_RECORD EXTRACTS_
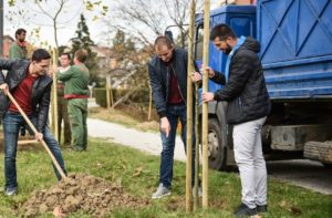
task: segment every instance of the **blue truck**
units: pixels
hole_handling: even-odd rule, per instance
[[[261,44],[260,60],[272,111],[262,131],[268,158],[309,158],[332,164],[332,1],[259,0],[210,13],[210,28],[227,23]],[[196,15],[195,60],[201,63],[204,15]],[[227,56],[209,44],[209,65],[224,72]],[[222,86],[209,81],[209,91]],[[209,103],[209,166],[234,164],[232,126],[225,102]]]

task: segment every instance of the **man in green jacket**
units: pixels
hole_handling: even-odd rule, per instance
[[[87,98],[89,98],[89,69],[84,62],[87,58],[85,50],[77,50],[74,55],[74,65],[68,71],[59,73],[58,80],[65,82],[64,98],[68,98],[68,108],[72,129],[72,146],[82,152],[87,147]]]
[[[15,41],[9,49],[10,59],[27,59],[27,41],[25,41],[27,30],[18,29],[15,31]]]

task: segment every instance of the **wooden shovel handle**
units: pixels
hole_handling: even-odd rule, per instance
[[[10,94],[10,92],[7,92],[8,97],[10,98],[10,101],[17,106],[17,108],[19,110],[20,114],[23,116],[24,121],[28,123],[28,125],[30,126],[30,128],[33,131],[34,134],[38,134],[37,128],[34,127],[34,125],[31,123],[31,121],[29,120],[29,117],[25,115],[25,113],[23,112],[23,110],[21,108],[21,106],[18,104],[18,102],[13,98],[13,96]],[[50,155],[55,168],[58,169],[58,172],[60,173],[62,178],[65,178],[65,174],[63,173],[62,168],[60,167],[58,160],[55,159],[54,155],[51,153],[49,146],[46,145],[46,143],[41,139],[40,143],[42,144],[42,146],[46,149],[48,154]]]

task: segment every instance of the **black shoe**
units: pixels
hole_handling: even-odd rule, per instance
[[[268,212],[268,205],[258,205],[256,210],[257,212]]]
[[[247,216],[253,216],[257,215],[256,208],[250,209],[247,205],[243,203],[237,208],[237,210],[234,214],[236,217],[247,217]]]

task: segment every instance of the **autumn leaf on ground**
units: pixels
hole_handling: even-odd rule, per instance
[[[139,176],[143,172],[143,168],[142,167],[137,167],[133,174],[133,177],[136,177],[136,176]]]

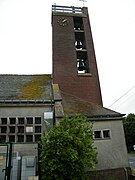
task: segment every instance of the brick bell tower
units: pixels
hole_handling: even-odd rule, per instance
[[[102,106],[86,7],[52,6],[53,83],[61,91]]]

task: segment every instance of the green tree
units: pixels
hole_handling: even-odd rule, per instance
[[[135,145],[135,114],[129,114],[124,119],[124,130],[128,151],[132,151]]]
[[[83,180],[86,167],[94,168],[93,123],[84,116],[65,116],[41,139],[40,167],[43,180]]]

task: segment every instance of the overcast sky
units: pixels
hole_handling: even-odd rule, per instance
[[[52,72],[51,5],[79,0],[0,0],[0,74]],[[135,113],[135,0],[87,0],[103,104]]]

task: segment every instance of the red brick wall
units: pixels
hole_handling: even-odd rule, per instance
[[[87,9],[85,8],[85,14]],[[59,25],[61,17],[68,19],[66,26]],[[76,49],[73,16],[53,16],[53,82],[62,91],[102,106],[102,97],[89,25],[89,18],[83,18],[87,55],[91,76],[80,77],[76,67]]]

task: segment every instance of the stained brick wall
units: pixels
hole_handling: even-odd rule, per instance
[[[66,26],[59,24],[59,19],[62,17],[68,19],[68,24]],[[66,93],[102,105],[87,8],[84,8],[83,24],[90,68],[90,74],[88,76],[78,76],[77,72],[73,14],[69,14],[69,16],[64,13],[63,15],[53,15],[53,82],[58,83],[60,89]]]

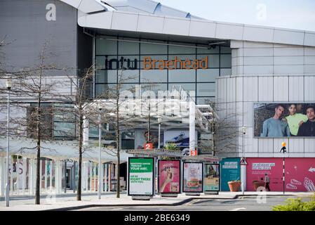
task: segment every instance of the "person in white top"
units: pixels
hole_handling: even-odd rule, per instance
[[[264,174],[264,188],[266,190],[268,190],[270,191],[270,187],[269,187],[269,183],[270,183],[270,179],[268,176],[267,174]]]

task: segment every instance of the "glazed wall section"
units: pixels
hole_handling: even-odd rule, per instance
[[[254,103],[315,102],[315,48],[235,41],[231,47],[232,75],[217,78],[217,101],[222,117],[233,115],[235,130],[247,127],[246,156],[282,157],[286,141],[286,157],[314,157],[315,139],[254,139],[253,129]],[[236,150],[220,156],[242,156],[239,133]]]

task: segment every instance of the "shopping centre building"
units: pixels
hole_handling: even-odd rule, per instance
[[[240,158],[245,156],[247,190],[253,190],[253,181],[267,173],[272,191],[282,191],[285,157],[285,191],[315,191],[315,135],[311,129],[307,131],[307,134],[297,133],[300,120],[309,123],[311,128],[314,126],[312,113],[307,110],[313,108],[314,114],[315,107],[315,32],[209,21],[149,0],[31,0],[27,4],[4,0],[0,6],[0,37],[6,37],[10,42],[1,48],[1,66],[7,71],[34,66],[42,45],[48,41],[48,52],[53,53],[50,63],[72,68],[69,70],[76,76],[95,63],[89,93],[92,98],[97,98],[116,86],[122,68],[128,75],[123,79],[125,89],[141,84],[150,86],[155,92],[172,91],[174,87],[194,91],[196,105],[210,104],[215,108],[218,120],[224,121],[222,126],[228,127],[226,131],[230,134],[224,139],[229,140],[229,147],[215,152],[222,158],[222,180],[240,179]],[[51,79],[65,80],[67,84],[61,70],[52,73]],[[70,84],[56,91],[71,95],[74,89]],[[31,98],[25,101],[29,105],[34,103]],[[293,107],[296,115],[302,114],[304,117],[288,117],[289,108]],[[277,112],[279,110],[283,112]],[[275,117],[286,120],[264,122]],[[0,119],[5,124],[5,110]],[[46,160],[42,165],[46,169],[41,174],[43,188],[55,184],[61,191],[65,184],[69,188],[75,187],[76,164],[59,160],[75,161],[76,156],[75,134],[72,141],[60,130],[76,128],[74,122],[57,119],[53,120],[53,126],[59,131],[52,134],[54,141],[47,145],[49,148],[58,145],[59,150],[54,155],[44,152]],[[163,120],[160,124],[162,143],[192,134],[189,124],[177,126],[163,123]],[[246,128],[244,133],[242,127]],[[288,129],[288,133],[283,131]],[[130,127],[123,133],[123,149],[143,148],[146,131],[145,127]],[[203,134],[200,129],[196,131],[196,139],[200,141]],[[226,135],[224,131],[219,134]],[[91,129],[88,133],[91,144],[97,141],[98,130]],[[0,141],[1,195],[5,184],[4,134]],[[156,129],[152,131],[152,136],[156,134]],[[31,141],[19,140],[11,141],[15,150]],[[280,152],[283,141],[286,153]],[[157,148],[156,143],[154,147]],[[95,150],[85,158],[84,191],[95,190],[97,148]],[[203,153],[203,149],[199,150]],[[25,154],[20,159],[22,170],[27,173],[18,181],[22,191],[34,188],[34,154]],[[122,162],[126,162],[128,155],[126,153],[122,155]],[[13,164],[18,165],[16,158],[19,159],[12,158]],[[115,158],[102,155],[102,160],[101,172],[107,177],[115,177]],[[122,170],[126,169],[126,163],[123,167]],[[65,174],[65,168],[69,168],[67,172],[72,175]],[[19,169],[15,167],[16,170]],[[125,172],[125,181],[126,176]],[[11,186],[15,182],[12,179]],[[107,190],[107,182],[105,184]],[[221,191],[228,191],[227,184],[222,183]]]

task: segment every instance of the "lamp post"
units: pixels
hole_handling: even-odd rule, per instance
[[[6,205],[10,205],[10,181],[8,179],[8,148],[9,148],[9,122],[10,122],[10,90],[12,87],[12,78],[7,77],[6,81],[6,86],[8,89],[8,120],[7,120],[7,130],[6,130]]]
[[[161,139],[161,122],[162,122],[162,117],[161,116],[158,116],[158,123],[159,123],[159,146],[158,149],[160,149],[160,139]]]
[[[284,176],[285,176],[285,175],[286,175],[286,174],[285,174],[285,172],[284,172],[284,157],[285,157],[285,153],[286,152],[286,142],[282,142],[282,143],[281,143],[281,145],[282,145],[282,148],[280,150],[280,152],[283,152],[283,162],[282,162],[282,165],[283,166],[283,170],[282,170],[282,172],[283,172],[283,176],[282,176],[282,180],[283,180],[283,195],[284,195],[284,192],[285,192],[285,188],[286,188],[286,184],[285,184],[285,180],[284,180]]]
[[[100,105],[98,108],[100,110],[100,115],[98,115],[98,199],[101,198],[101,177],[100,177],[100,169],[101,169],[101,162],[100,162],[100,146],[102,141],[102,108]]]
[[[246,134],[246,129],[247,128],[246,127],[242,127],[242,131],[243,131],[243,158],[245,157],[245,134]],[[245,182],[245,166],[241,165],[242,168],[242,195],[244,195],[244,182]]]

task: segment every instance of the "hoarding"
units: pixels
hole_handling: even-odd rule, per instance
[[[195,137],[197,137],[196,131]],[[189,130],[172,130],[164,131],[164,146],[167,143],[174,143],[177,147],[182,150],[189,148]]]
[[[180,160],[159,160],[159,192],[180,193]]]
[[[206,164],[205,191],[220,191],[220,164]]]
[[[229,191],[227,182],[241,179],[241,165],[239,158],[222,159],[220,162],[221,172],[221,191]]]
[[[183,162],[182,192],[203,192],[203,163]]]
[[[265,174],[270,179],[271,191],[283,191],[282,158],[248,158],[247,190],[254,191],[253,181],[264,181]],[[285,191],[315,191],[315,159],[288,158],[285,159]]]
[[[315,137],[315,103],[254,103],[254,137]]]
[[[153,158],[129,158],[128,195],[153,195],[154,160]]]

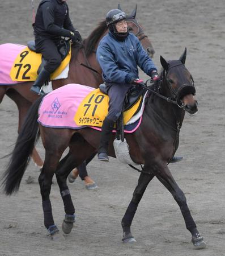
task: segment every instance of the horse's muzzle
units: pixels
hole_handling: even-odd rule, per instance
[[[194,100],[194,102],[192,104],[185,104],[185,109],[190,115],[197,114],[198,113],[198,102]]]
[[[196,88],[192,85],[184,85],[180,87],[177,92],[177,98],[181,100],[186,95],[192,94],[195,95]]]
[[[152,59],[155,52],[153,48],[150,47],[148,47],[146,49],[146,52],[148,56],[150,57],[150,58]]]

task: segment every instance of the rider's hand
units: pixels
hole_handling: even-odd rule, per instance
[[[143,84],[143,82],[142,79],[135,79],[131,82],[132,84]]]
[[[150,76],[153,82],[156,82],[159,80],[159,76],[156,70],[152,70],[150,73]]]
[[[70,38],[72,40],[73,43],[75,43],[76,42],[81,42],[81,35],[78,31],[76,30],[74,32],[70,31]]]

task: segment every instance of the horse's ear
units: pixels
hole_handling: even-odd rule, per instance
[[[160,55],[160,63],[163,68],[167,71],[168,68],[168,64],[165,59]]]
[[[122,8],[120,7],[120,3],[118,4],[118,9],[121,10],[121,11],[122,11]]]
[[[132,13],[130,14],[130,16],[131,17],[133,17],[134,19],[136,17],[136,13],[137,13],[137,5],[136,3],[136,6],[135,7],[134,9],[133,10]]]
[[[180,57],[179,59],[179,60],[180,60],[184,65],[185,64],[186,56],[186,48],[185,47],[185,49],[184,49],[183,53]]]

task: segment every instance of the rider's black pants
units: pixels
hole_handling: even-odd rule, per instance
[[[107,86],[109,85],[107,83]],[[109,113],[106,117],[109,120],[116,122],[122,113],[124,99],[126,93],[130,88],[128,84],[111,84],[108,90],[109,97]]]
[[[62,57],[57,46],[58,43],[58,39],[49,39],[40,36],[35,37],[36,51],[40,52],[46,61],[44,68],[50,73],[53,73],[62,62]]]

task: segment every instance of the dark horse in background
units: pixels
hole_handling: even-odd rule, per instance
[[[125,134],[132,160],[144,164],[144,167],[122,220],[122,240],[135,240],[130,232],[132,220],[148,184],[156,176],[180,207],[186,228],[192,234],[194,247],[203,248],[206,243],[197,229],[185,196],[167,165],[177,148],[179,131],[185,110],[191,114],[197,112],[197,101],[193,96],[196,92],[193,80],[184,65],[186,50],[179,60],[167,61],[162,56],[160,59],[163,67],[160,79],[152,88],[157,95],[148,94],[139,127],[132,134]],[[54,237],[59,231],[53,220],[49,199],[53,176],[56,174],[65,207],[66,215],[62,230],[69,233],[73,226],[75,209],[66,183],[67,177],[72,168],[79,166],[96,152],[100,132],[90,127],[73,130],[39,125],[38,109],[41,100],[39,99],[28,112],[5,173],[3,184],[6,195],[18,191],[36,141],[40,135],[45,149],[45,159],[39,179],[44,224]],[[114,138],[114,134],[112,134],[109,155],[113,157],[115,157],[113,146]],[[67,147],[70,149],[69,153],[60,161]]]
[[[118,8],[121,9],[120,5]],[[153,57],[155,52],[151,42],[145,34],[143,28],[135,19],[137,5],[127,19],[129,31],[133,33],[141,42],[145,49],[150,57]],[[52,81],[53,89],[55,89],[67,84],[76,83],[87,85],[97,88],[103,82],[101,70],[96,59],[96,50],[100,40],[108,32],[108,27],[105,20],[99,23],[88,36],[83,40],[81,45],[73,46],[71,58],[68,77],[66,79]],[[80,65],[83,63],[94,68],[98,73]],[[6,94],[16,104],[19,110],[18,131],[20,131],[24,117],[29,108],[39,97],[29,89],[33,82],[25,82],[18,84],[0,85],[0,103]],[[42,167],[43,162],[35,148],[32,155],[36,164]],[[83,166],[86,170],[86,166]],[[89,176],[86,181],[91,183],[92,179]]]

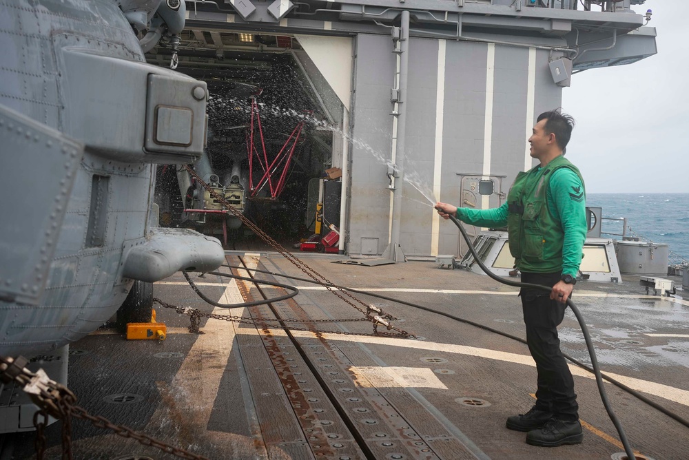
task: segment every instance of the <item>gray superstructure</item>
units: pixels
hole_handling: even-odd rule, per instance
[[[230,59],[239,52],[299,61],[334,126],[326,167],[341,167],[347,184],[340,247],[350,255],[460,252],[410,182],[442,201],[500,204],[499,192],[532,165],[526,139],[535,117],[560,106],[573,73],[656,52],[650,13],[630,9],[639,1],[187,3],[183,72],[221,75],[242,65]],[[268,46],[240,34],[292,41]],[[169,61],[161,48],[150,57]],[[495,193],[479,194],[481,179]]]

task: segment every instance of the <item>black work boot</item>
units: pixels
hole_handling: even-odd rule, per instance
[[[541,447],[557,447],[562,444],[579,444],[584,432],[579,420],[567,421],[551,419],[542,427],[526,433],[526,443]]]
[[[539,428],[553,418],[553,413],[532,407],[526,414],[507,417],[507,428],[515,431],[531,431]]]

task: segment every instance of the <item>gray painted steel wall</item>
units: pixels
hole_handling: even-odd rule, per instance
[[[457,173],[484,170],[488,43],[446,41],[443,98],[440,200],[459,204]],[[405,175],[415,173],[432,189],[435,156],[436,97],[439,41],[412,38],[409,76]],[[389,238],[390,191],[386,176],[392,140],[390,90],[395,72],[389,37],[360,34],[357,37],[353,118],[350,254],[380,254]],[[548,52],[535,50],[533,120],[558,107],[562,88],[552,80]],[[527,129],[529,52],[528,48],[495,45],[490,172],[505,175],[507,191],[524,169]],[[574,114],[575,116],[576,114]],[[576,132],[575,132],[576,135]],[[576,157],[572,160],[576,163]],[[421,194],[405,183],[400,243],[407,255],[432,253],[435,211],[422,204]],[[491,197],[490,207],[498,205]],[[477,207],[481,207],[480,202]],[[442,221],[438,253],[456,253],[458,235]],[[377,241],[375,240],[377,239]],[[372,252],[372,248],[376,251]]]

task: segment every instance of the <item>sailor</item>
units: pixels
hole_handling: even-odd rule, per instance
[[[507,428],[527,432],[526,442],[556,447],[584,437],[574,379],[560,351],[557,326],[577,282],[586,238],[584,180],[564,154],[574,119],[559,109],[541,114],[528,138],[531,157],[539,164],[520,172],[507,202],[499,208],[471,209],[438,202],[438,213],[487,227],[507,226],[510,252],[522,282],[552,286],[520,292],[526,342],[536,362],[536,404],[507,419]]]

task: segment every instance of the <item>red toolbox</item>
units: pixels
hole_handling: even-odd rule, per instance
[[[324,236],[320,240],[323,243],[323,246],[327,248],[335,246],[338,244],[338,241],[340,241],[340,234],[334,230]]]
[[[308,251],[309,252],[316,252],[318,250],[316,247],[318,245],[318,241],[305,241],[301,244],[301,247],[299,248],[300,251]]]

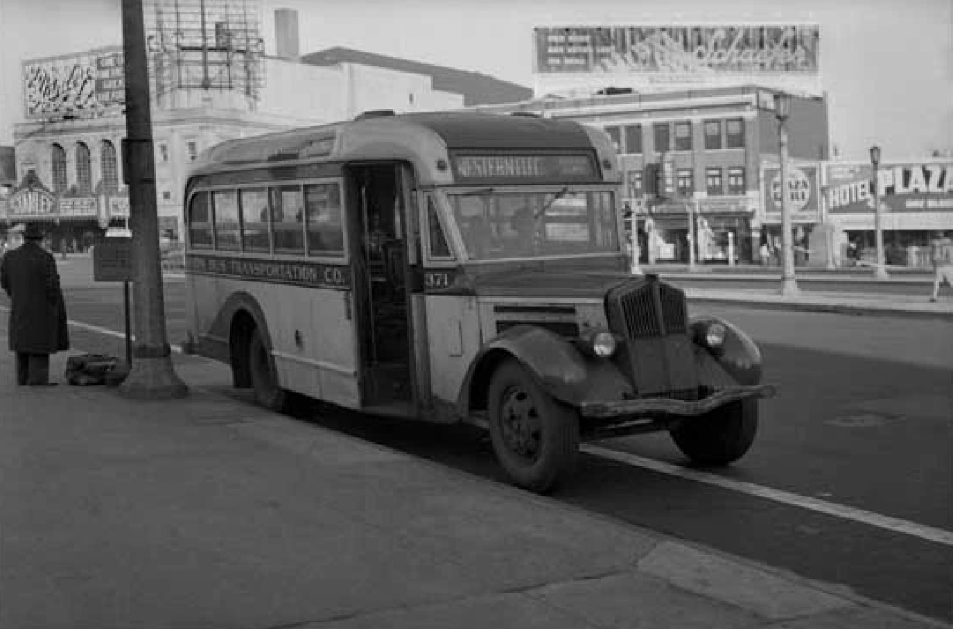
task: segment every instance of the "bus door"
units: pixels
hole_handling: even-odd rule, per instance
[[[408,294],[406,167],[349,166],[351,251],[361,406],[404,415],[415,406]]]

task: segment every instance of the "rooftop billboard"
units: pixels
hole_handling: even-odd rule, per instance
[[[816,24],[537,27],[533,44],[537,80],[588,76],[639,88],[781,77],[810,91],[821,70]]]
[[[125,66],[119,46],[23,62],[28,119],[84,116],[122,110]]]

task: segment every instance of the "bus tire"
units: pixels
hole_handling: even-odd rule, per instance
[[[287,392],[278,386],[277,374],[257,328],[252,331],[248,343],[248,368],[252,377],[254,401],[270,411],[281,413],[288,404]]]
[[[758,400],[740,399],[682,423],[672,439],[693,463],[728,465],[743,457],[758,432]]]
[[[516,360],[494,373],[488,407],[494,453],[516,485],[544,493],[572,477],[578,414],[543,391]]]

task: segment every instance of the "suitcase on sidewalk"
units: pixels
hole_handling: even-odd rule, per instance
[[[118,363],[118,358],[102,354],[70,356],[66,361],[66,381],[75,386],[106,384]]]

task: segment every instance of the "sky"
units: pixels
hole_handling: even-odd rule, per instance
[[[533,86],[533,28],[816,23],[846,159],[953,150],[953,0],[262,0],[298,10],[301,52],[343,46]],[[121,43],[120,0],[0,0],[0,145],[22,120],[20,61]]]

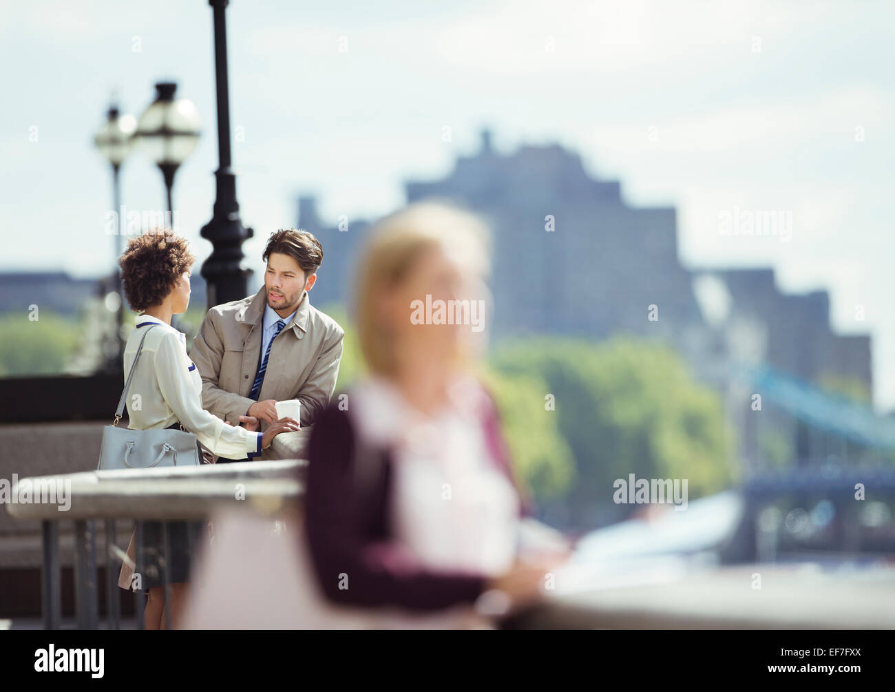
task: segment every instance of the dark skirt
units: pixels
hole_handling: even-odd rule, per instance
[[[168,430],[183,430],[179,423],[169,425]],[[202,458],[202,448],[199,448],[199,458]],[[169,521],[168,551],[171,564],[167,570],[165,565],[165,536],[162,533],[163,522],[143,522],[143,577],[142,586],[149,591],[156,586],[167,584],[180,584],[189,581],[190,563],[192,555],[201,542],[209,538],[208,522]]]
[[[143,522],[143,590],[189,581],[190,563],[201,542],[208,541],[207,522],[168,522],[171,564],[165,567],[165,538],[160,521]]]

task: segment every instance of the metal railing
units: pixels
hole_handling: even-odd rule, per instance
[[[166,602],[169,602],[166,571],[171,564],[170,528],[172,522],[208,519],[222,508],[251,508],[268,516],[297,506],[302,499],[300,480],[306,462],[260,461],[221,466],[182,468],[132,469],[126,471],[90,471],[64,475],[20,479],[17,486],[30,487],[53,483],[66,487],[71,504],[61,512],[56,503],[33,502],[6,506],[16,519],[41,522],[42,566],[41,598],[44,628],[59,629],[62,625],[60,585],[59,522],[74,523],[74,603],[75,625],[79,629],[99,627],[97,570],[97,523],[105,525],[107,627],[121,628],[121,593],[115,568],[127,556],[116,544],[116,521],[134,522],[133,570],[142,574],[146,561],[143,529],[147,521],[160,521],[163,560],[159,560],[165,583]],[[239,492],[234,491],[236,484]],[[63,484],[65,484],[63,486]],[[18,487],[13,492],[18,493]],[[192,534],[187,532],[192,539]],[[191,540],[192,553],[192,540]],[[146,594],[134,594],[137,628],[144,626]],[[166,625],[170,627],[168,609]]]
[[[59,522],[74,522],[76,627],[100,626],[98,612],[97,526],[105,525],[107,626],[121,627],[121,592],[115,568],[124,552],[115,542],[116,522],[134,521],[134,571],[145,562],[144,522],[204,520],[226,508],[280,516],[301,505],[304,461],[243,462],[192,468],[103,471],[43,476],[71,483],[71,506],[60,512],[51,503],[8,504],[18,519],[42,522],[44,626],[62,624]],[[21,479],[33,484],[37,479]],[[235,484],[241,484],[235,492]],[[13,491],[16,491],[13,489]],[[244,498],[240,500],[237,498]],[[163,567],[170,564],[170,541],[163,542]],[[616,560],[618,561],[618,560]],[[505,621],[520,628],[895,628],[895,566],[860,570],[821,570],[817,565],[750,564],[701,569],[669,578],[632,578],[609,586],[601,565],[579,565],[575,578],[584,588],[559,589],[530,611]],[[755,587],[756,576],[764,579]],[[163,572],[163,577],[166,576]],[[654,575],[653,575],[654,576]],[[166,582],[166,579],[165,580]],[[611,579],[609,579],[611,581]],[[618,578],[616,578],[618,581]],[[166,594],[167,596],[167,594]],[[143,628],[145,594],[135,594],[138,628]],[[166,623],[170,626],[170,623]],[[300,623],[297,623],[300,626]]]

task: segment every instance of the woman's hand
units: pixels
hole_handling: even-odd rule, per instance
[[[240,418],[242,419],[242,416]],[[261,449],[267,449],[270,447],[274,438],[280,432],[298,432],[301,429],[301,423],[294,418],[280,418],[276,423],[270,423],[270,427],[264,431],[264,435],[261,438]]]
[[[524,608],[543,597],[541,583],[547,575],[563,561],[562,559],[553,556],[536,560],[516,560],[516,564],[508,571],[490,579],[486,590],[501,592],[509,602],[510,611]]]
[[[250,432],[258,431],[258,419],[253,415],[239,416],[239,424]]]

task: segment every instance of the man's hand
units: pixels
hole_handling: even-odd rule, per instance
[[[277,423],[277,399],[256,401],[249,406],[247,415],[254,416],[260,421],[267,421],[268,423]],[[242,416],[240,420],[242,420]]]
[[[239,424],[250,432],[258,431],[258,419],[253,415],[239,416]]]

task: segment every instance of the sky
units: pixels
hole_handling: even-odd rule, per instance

_EXERCISE AIM_
Repeat, exactly and only, the lines above from the one containing "task: segment every instance of the man's" through the end of the material.

_WRITTEN SOLUTION_
task: segment every instance of the man's hand
units: pixels
hole_handling: even-odd rule, per instance
[[[277,423],[277,399],[256,401],[249,406],[247,415],[254,416],[260,421],[267,421],[268,423]],[[242,416],[240,420],[242,420]]]
[[[239,424],[250,432],[258,431],[258,419],[253,415],[239,416]]]

task: segment every instance of the sky
units: pixels
hole_handling: even-odd rule, per instance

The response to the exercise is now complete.